## What the exercise asks
Print out the records precisely, keeping each line identical to its source.

## Supplied data
-- -- --

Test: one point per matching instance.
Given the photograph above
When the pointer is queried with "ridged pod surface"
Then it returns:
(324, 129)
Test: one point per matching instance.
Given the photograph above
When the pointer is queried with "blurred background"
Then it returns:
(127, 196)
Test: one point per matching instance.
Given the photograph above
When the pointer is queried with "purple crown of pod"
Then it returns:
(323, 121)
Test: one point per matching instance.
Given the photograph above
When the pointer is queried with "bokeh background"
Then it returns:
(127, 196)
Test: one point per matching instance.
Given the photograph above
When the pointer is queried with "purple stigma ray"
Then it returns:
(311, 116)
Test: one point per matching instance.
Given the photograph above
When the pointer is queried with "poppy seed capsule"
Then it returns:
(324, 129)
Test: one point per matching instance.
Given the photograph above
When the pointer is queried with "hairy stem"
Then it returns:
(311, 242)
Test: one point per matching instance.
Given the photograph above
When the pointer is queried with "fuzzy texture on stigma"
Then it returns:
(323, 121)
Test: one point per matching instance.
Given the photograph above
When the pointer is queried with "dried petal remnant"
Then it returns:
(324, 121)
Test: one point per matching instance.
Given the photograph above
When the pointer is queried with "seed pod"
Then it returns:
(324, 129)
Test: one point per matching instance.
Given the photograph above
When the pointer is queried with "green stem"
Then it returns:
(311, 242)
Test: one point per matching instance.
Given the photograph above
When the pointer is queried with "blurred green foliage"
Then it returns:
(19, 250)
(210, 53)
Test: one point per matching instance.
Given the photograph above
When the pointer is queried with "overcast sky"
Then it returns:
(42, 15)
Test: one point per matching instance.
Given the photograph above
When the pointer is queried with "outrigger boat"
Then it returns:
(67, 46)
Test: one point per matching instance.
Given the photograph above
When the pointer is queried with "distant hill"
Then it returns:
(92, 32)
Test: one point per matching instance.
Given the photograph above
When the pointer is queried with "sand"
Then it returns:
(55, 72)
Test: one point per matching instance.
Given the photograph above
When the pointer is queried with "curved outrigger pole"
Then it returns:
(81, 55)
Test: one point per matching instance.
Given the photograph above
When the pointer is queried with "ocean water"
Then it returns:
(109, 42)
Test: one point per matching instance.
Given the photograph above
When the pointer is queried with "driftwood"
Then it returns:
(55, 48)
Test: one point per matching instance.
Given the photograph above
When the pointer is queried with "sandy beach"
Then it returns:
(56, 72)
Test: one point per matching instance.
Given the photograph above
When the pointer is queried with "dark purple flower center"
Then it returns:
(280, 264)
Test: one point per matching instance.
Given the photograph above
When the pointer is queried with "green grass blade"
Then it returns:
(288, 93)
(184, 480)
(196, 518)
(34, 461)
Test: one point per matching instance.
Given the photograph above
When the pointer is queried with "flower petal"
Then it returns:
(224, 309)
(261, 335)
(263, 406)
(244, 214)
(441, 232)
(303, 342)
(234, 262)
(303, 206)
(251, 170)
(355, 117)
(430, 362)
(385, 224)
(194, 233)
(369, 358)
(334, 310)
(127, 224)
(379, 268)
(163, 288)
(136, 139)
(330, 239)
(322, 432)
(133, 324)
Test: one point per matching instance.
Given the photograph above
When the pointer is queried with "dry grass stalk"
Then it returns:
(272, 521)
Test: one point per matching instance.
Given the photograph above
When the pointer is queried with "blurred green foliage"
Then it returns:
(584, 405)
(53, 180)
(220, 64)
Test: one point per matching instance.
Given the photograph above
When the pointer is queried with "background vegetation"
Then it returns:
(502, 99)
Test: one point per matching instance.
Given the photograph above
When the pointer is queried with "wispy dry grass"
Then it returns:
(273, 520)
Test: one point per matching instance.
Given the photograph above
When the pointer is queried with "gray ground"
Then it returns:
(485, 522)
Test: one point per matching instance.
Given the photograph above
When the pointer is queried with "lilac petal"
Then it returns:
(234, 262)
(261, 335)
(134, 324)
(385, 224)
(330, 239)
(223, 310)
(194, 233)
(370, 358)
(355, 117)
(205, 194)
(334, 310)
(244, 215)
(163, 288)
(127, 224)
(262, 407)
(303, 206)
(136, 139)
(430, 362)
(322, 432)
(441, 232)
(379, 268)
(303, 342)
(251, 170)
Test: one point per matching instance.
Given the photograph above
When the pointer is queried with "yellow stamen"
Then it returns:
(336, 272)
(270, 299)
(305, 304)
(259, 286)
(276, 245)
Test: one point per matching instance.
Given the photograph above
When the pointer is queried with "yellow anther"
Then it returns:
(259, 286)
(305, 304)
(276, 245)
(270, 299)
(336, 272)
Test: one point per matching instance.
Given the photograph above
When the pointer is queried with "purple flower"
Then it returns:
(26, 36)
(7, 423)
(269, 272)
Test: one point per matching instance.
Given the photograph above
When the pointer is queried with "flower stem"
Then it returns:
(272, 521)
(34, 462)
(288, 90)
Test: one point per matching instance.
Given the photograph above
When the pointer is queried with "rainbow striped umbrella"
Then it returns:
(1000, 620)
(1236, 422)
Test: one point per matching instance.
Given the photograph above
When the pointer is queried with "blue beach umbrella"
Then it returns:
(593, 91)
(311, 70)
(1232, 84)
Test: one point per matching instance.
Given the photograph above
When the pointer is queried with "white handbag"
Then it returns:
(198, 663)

-- -- --

## Answer to this problem
Test: one point per matching instance.
Given the photograph above
When the pointer is queried with "ridged pod surface"
Then it returns:
(324, 129)
Test: one point per matching instance.
Given the photograph above
When the pointer is queried with "blurred background"
Then it returns:
(127, 196)
Test: one point per matching instance.
Given the photograph above
When the pointer is queried with "purple crown of pod"
Then it returns:
(323, 121)
Test: one point per matching instance.
Given the photograph above
When the pointer is queried with "bokeh background"
Then it returns:
(127, 196)
Test: one point per matching instance.
Given the photograph above
When the pointer is queried with "purple stigma ray"
Then it returns:
(311, 116)
Test: one point per matching instance.
Given the photograph above
When the pointer is queried with "poppy seed capsule"
Then it returns:
(324, 129)
Test: one point per matching instance.
Given the photograph above
When the pointer is queried with "hairy stem"
Then it returns:
(311, 242)
Test: one point per matching instance.
Given the photograph above
When the pointer is queried with "fuzzy texture on stigma"
Then it returns:
(323, 121)
Test: one point per matching instance.
Given the photograph above
When the pointer is queried with "dried petal remnant"
Then it returns:
(324, 121)
Test: one point per matching instance.
Given the photograph above
When the pointer is queried with "seed pod"
Then it returns:
(324, 129)
Test: one point per matching instance.
Given the photograph above
When the pointer is queried with "green stem"
Then it returns:
(311, 242)
Test: one point per matching instance.
Given the photograph above
When the pointer is queried with "blurred green foliage"
Then it returns:
(19, 250)
(210, 53)
Test: one point per matching instance.
Given the photograph above
When the pointer is queried with "overcast sky"
Then it returns:
(42, 15)
Test: one point per matching instance.
Given the photograph above
When the pointer is queried with "outrigger boat"
Then it returns:
(67, 46)
Test: one point per matching instance.
Given the photograph above
When the pointer is queried with "distant hill"
Then it returns:
(92, 32)
Test: one point per matching instance.
Given the photograph above
When the pointer is queried with "sand"
Then it returns:
(55, 72)
Test: one point per matching instance.
Given the photograph above
When the pointer is queried with "curved outrigger pole"
Then it returns:
(81, 55)
Test: one point per matching instance.
Given the photograph above
When the pointer is queried with "ocean water"
Then it returns:
(109, 42)
Test: one point per matching instance.
Given the photograph above
When the pointer is queried with "driftwood"
Then it returns:
(55, 48)
Test: one point per matching instance.
Given the photograph above
When the pointer is queried with "sandy beach"
Then it returns:
(56, 72)
Test: one point per matching instance.
Given the photograph above
When the pointer is queried with "dark purple flower center"
Then it returns:
(280, 264)
Test: one point per matching instance.
Given the photograph above
When the pointer is queried with "green grass blade"
Then it returns:
(288, 93)
(184, 480)
(196, 518)
(34, 461)
Test: one point per matching instance.
Given the photograph above
When the pointer is queried with "flower petal"
Then it returns:
(224, 309)
(261, 335)
(263, 406)
(244, 214)
(441, 232)
(303, 342)
(234, 262)
(303, 206)
(251, 170)
(355, 117)
(430, 362)
(385, 224)
(194, 233)
(369, 358)
(334, 310)
(127, 224)
(379, 268)
(163, 288)
(136, 139)
(330, 239)
(322, 432)
(133, 324)
Test: one point per matching instance.
Given the photograph above
When the pointer is queried with "dry grass stalk"
Then it returns:
(272, 521)
Test: one point per matching instance.
Given the photograph above
When the pointer is queried with "blurred green foliage"
Then it returns:
(584, 405)
(53, 180)
(220, 64)
Test: one point per matching instance.
Given the photograph above
When the pointer is queried with "background vegetation"
Then it returns:
(502, 99)
Test: one point per matching instance.
Given the photograph above
When the pointer is queried with "wispy dry grass"
Then it returns:
(273, 520)
Test: one point per matching instance.
Given the photograph above
When the pointer is queried with "gray ground"
Then it returns:
(485, 522)
Test: one point per matching instance.
Given the photograph above
When the pointer is queried with "lilac petal"
Then it returns:
(234, 262)
(261, 335)
(134, 324)
(385, 224)
(330, 239)
(223, 310)
(194, 233)
(370, 358)
(355, 117)
(205, 194)
(334, 310)
(244, 215)
(163, 288)
(127, 224)
(262, 407)
(303, 206)
(136, 139)
(430, 362)
(322, 432)
(441, 232)
(379, 268)
(303, 342)
(251, 170)
Test: one point per matching instance.
Given the photograph above
When the pointer is queried with "yellow stamen"
Then it returns:
(336, 272)
(270, 299)
(305, 304)
(259, 286)
(276, 245)
Test: one point per matching instance.
Given the photograph above
When the pointer is queried with "yellow anther"
Then it returns:
(259, 286)
(305, 304)
(276, 245)
(270, 299)
(336, 272)
Test: one point per matching instance.
Given the photograph above
When the pointer is queried with "purple flower"
Then it returns:
(26, 36)
(7, 423)
(269, 272)
Test: one point per matching instance.
Given the photograph above
When the pointer is queried with "flower stem"
Then it returns:
(272, 521)
(34, 462)
(288, 90)
Test: one point per matching instance.
Given the photograph above
When the pointer is queried with "rainbow striped umbrella"
Then it returns:
(1000, 620)
(1236, 422)
Test: one point per matching instance.
Given the photograph above
When the pointer is queried with "blue beach umbrella"
Then it returns:
(593, 91)
(311, 70)
(1232, 84)
Test: one point per matching instance.
Given the photograph above
When the pointer is queried with "white handbag"
Then it returns:
(198, 663)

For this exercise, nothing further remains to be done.